## Задание 1
Скопируйте без изменений часть фрагмента текста начиная со слов «Поняли это и» до слов «отвернул в сторону.» включительно.
## Задание 2
Ответьте по фрагменту текста на вопросы:
(а) В котором часу раздался первый взрыв на эсминце?
(б) Что помешало «Уралу» сблизиться с «Гордым»?
(в) На сколько километров протянулся Приморский плацдарм вдоль берега Финского залива?

--- Фрагмент текста ---

Теперь приходилось рассчитывать только на себя. Но много ли увидишь в темени ноябрьской ночи, да еще когда штормит.
В три часа раздался первый взрыв. Эсминец сильно тряхнуло. Корабль дал крен, в котлах сел пар, остановились дизеля. Повреждение удалось исправить, и корабль смог дать ход, но раздался второй взрыв. Корабль начал оседать, замолкли машины, и тишина отнимала надежды на спасение. Через пробоину поступала вода, затопило третье котельное и первое машинное отделения. Разошлись швы в корпусе, треснула палуба. Через три минуты корабль уже полулежал на левом борту. Опытные моряки, они знали, что теперь спасения нет.
Поняли это и на минном заградителе «Урал». И поспешили к «Гордому». Если бы кораблям удалось сблизиться, то экипаж спасся бы. Но сблизиться не удалось, потому что между кораблями плавала мина, и Ефет приказал командиру «Урала» отойти от борта. «Урал» отвернул в сторону.
Малый охотник взял кого смог, люди прыгали в шлюпки, в воду.
Под кормой «Гордого» раздался новый взрыв, и корабль, окутанный паром, погрузился в воду на глазах спасшихся товарищей.
Те, кто остался в живых, рассказывают, что корабль уходил в воду кормой, что вдруг наступила тишина и была какая-то яркая вспышка вдали. Спасшиеся услышали, что на «Гордом» люди вроде бы поют. Они прислушались — и точно: погибающие пели о том, что именно это и есть их последний и решительный бой…
Командир до конца не покидал мостика…
А Валентина Ивановна ничего этого не знала.
Напомним, что к 8 сентября Ленинград уже был блокирован с суши. Вместе с Ленинградом в блокаде оказался и Ораниенбаум.
Захватив Стрельну и Новый Петергоф и выйдя к финскому заливу, противник, однако, захватить Ораниенбаум не смог. Так образовался Приморский плацдарм, или, как его называли за малые размеры, Ораниенбаумский «пятачок». Он занимал полоску земли, протянувшуюся вдоль берега Финского залива на пятьдесят километров — от Петергофа на востоке до реки Воронки на западе. В глубину эта территория не превышала двадцати пяти километров. У самого же Ораниенбаума немцы были совсем близко. На окраине города, за Красным прудом, еще стоят деревянные домики, так с их крыш видны были позиции немцев, и ветер доносил отдельные выкрики….

--- Записи набора данных ---

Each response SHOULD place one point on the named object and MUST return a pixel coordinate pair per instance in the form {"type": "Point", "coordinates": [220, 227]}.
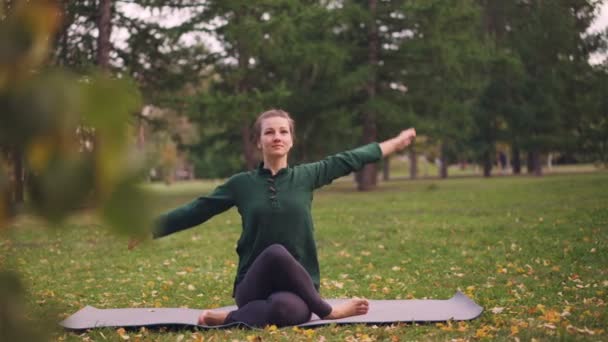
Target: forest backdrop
{"type": "Point", "coordinates": [476, 78]}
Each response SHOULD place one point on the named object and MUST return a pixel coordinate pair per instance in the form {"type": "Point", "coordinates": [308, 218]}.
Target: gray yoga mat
{"type": "Point", "coordinates": [457, 308]}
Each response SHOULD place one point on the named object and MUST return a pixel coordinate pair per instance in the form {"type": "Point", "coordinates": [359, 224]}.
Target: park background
{"type": "Point", "coordinates": [100, 97]}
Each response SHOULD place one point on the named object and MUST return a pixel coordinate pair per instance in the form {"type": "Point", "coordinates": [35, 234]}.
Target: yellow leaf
{"type": "Point", "coordinates": [514, 330]}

---

## Письменное решение 1
Поняли это и на минном заградителе «Урал». И поспешили к «Гордому». Если бы кораблям удалось сблизиться, то экипаж спасся бы. Но сблизиться не удалось, потому что между кораблями плавала мина, и Ефет приказал командиру «Урала» отойти от борта. «Урал» отвернул в сторону.

## Письменное решение 2
(а) В три часа.
(б) Между кораблями плавала мина.
(в) На пятьдесят километров, от Петергофа до реки Воронки.